1 high-octane growth stock I’m considering buying for my Stocks and Shares ISA

This AI growth stock is up 300% in the past two years but our writer thinks it still looks attractive and could go much higher over time.

| More on:

The content of this article was relevant at the time of publishing. Circumstances change continuously and caution should therefore be exercised when relying upon any content contained within this article.

Night Takeoff Of The American Space Shuttle

Image source: Getty Images

You’re reading a free article with opinions that may differ from The Motley Fool’s Premium Investing Services. Become a Motley Fool member today to get instant access to our top analyst recommendations, in-depth research, investing resources, and more. Learn More.

I’m looking to buy a dynamic growth stock for my ISA in the next couple of weeks. But my options are quite limited with valuations high across many sectors.

There is one stock on my watchlist that keeps calling my name though, even more so after the firm’s impressive second-quarter results. Here’s why I’m interested.

Automating the warehouse supply chain

Symbotic (NASDAQ: SYM) is a robotics firm backed by Softbank and Walmart that builds and operates automated warehouse systems, using artificial intelligence (AI) in its software.

Its robotic solutions improve efficiency and productivity for customers like Albertsons and Target, as well as Walmart. They can handle many tasks, including picking and packing, and the stacking and unstacking of goods onto pallets. This is all controlled by a warehouse management software system.

If that sounds familiar to Ocado, it is in some ways. But what I like here is that Symbotic doesn’t have a low-margin grocery business as its bread and butter. It’s a pure-play automation company.

And unlike Ocado, its overall business is growing rapidly and may turn profitable much sooner.

Very strong progress

In its fiscal second quarter, which ended 30 March, the company’s revenue surged 59% year on year to $424m, topping analysts’ estimates.

And while it’s understandably still prioritising growth over profit right now, it did post an adjusted EBITDA of $22m, versus an EBITDA loss of $55m in the equivalent period last year. So it’s encouraging to see progress towards profitability being made.

Management said: “We started three system deployments and completed three operational systems, while achieving faster revenue growth, higher margins and stronger cash generation than planned for the quarter.”

Given request A:
Identify every line of the listing that contains the string "window", and copy each one out in full. Case counts.
The article above and the listing that comes next are separate, unrelated material.

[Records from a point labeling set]
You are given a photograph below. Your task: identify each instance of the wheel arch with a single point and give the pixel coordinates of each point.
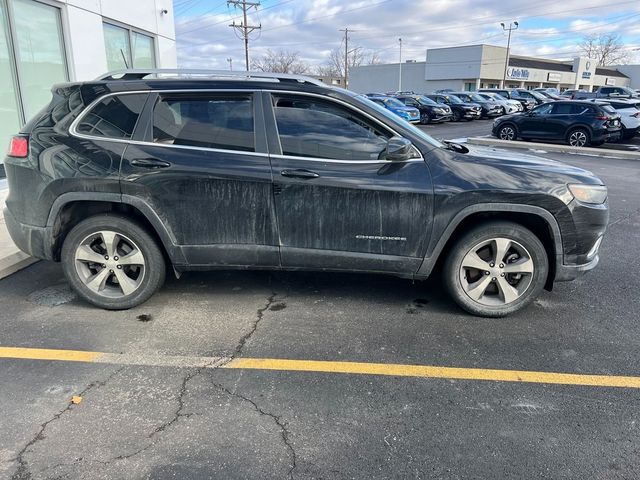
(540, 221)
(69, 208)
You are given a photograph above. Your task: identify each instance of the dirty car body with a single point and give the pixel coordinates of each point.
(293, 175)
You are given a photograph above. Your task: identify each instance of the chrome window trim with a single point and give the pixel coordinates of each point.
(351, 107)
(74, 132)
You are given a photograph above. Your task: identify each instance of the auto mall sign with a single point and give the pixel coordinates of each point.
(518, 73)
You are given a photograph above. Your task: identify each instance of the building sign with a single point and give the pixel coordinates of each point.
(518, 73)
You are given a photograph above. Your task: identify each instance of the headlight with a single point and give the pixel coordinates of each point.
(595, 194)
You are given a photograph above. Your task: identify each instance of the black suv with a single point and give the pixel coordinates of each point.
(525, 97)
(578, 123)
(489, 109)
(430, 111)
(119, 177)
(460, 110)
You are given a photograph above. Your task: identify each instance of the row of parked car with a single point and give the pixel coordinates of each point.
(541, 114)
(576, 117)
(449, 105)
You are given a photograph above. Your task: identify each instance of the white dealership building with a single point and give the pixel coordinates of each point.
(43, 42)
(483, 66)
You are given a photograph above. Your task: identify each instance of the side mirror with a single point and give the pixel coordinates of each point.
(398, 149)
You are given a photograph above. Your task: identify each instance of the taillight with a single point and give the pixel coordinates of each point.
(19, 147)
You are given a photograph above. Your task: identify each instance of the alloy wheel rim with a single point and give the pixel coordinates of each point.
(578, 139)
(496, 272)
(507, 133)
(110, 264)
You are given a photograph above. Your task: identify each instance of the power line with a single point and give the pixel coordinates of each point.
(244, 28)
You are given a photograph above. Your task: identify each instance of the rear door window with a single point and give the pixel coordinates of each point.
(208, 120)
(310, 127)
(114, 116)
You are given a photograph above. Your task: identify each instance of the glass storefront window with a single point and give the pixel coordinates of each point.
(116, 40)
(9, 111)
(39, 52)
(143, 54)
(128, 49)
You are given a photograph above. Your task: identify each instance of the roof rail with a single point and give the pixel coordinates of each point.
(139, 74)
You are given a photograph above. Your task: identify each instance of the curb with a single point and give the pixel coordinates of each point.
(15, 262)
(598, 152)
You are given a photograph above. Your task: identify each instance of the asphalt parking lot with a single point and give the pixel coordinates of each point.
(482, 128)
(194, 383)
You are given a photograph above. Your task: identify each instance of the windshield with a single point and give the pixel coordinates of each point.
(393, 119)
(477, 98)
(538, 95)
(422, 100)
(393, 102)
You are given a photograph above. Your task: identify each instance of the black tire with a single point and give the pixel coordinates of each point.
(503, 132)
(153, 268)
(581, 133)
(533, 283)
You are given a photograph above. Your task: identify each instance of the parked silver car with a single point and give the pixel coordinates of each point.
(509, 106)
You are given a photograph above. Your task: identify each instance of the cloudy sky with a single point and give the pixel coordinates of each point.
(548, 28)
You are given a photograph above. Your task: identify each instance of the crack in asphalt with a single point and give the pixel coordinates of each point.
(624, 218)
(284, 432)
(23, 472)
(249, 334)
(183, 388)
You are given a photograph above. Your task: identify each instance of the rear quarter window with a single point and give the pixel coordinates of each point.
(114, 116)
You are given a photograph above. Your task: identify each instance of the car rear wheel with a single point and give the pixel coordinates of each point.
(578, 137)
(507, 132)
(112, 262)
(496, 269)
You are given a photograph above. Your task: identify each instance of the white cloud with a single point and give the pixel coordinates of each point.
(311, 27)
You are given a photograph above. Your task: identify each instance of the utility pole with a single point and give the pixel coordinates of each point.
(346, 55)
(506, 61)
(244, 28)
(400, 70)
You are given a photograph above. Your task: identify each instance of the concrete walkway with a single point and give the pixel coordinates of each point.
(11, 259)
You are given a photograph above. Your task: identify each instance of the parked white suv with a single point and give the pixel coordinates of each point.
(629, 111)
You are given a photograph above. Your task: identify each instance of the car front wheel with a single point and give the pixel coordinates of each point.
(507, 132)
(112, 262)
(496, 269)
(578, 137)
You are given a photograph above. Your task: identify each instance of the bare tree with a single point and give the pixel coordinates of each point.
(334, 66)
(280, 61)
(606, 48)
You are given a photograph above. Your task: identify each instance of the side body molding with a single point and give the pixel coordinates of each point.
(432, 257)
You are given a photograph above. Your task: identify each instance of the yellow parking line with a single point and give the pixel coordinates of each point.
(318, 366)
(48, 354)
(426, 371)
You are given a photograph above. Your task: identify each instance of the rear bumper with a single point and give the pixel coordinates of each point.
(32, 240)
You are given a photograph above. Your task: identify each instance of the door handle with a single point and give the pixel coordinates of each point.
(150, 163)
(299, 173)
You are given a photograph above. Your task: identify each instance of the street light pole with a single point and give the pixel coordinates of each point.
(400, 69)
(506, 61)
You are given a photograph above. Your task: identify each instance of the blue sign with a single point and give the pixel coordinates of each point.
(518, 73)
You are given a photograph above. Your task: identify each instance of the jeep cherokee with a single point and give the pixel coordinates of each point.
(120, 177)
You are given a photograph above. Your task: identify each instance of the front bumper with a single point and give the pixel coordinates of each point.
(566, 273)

Given request B:
Render this sentence from the growth stock article in Spanish: "And unlike Ocado, its overall business is growing rapidly and may turn profitable much sooner."

Correct result A:
You are given a photograph above. Your task: identify each instance of the chrome window trim with a single point and give the pixel coordinates of each point.
You are given a photograph above. Your task: identify each instance of the rear door window with a single point and give the pixel coordinates of each point.
You are given a photograph above. Your task: identify each instance of the glass storefront window with a single point and give the pixel coordinates of each point.
You are given a photograph above. Your task: identify each instance of the rear quarter window with a single point and give the pixel coordinates of each point.

Correct result B:
Y, a diferencia de Ocado, su negocio en general está creciendo rápidamente y podría volverse rentable mucho antes.